Exercise objective:
Write out every line of the data below without changing anything.

-- BEGIN Data entries --

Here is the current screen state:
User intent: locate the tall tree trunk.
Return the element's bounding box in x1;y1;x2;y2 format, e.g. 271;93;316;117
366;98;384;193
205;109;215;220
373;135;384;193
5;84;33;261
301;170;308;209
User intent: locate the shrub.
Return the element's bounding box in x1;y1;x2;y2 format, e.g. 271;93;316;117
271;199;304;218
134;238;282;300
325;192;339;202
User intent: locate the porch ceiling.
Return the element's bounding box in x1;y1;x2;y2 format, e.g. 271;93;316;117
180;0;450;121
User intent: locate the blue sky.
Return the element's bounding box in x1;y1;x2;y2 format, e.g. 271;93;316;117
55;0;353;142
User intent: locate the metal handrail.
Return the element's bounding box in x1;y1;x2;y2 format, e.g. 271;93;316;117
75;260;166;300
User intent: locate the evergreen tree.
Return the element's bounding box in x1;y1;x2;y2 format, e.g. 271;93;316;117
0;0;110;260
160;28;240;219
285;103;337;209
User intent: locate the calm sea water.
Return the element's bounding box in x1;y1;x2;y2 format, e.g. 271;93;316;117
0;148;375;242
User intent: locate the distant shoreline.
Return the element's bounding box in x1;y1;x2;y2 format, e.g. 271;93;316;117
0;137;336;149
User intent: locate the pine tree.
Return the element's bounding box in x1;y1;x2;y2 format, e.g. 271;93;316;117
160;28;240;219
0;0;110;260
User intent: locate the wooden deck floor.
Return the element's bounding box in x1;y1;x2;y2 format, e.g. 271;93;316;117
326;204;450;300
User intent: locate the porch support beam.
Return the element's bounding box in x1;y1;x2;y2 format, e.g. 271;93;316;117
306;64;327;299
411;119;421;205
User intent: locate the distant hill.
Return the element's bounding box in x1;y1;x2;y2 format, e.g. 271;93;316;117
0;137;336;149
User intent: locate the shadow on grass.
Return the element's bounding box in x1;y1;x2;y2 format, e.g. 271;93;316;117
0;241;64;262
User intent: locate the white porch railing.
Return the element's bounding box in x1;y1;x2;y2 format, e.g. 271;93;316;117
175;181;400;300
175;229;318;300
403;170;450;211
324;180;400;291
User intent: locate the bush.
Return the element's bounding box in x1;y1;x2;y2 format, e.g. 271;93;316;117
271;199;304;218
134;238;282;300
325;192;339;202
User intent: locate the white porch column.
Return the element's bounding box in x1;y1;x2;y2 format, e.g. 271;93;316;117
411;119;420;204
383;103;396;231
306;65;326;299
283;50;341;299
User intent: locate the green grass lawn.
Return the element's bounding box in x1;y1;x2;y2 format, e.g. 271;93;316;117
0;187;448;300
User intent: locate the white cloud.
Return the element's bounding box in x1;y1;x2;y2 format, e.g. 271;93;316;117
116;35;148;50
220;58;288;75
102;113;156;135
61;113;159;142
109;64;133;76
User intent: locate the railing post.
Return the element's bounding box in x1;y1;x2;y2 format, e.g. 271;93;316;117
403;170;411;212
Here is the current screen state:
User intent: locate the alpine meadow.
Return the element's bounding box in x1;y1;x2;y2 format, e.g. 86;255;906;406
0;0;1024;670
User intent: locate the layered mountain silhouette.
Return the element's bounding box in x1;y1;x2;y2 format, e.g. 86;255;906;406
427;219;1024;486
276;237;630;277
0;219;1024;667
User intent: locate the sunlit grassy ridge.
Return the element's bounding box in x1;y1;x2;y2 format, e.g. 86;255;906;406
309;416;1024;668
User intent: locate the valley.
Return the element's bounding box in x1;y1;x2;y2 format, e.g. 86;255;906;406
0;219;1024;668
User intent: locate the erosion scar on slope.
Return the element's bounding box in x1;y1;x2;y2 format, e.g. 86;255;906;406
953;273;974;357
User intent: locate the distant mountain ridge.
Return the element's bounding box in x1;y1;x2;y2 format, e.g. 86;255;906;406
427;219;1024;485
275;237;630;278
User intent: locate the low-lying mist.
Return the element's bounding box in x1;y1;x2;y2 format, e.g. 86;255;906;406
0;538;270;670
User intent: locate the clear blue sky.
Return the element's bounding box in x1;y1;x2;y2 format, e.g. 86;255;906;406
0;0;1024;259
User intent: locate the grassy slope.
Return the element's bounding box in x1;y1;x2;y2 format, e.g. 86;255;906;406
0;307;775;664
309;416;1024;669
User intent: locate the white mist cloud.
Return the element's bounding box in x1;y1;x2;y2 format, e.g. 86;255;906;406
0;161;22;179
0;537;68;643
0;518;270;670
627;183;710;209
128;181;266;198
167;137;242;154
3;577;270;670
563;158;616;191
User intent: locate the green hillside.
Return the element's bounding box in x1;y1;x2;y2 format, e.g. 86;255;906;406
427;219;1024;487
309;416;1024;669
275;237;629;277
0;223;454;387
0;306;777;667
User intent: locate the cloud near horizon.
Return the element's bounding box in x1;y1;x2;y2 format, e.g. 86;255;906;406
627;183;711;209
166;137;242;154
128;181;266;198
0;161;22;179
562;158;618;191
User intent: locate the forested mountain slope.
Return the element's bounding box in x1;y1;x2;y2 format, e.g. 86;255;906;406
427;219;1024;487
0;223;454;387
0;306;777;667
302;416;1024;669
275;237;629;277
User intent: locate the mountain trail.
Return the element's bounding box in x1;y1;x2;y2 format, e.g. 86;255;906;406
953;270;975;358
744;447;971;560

-- END Data entries --

Complete answer:
Here is the current screen state:
User intent: locate the tall tree trunk.
Return the element's bounding box in x1;y1;x2;y2 format, e.g. 271;93;316;117
366;98;384;193
205;109;215;220
373;135;384;193
5;84;33;261
301;170;308;209
User intent: locate the shrub.
Return the element's bounding box in x1;y1;x2;y2 format, e.g. 271;93;316;117
271;199;304;218
134;238;282;300
325;192;339;202
User intent: locate the porch ceiling.
Return the element's bounding box in x1;y1;x2;y2 format, e.g. 271;93;316;117
180;0;450;121
User intent: locate the blue sky.
Return the element's bounding box in x1;y1;x2;y2 format, e.g. 271;93;316;117
55;0;353;142
User intent: locate the metal handrail.
Return the element's bounding box in x1;y1;x2;y2 format, e.g. 271;93;316;117
75;260;166;300
User intent: locate the evergreen tree.
Return the element's bounding box in x1;y1;x2;y2 format, e.g. 271;93;316;117
0;0;110;260
160;28;240;219
285;103;337;209
User intent: locate the calm sea water.
Return the element's bounding box in x1;y1;x2;y2 format, e.g. 271;93;316;117
0;148;375;242
User intent: locate the distant shoreline.
Return the element's bounding box in x1;y1;x2;y2 format, e.g. 271;93;316;117
0;137;336;149
User intent: locate the pine tree.
Return the element's bounding box in x1;y1;x2;y2 format, e.g. 271;93;316;117
160;28;240;219
0;0;110;260
User intent: locate the wooden deck floor.
Return the element's bounding box in x1;y1;x2;y2 format, e.g. 271;93;316;117
326;204;450;300
User intent: locate the porch support beam.
Return the element's bounding box in x1;y1;x2;y2 format, e.g. 271;93;316;117
306;64;327;299
411;119;421;205
User intent: locate the distant hill.
Return the element's bounding box in x1;y1;x2;y2 format, e.g. 271;93;316;117
0;137;336;149
User intent: locate the shadow on grass.
Return the element's bounding box in x1;y1;x2;y2 format, e.g. 271;93;316;117
0;241;64;262
User intent: locate the white porch railing.
Return the element's bounding box in x1;y1;x2;y2 format, e.g. 271;93;316;117
175;181;400;300
175;229;318;300
403;170;450;211
324;180;400;291
User intent: locate the bush.
Return the element's bounding box in x1;y1;x2;y2 format, e.g. 271;93;316;117
271;199;304;218
134;238;282;300
325;192;339;202
User intent: locate the white porch column.
Return the element's bounding box in x1;y1;x2;y2 format, e.g. 271;93;316;117
411;119;420;204
383;103;396;231
306;65;326;299
283;50;341;299
User intent: locate the green grass lawn.
Return the element's bounding box in x1;y1;x2;y2 format, e.g. 271;93;316;117
0;187;448;300
User intent: locate the white cloud.
Return the element's bounding box in x1;y1;x2;y2 format, e.g. 271;93;316;117
116;35;148;50
220;58;288;75
102;113;156;135
61;113;159;142
109;64;133;76
User intent: locate the railing post.
Return the element's bounding box in x1;y1;x2;y2 format, e.g. 271;93;316;117
403;170;411;212
Here is the current screen state:
User intent: locate the alpine meadow.
Return the element's bounding box in x1;y1;x2;y2 format, e.g. 86;255;906;406
0;0;1024;670
User intent: locate the layered mountain silhouette.
Return the element's bounding box in x1;y1;x2;y2 format, e.g. 86;255;906;406
427;219;1024;486
276;237;630;277
0;219;1024;667
User intent: locate the sunlit grassy ridge.
Return the element's bounding box in x1;y1;x2;y2 format, e.g. 86;255;906;406
309;416;1024;668
User intent: locate the valley.
Return the element's bounding box in x1;y1;x2;y2 format, e.g. 86;255;906;406
0;219;1024;668
User intent: locate the erosion scar on slope.
Return the element's bounding box in x1;y1;x2;y2 format, e.g. 86;255;906;406
953;273;974;357
User intent: locate the distant mountain ridge.
Return the element's bounding box in x1;y1;x2;y2 format, e.g. 86;255;906;406
427;219;1024;485
275;237;630;278
User intent: locate the low-lying mist.
Return the element's bounding box in x1;y1;x2;y2 format, e.g. 86;255;906;406
0;538;270;670
User intent: locate the clear blue sky.
Return the element's bounding box in x1;y1;x2;y2 format, e.g. 86;255;906;406
0;0;1024;259
User intent: locate the grassy slope.
Return the element's bounding box in x1;y1;x2;y2 format, e.g. 86;255;906;406
0;307;775;664
309;416;1024;669
User intent: locate the white mist cloud.
Return the element's bounding box in x1;y1;x2;y2 format, e.g. 86;255;906;406
0;161;22;179
0;537;68;643
0;518;270;670
627;183;710;209
128;181;266;198
167;137;242;154
3;577;270;670
563;158;616;191
User intent: locate the green hillside.
Return the element's bounding box in x1;y1;x2;y2 format, e.g. 86;255;906;406
427;219;1024;487
309;416;1024;669
275;237;629;277
0;223;454;387
0;306;777;667
User intent: locate the cloud near horizon.
Return the element's bounding box in x1;y1;x2;y2 format, e.g. 86;255;906;406
627;183;711;209
166;137;242;154
128;181;266;198
0;161;22;179
562;158;618;191
User intent: locate the forested mountain slope.
Return the element's bounding box in x1;y1;x2;y2 format, e.g. 86;255;906;406
427;219;1024;487
0;223;454;387
0;306;777;667
302;416;1024;669
275;237;629;277
User intent: locate the mountain trail.
Return the element's bounding box in x1;y1;x2;y2 format, e.g. 86;255;906;406
953;270;975;358
744;447;971;560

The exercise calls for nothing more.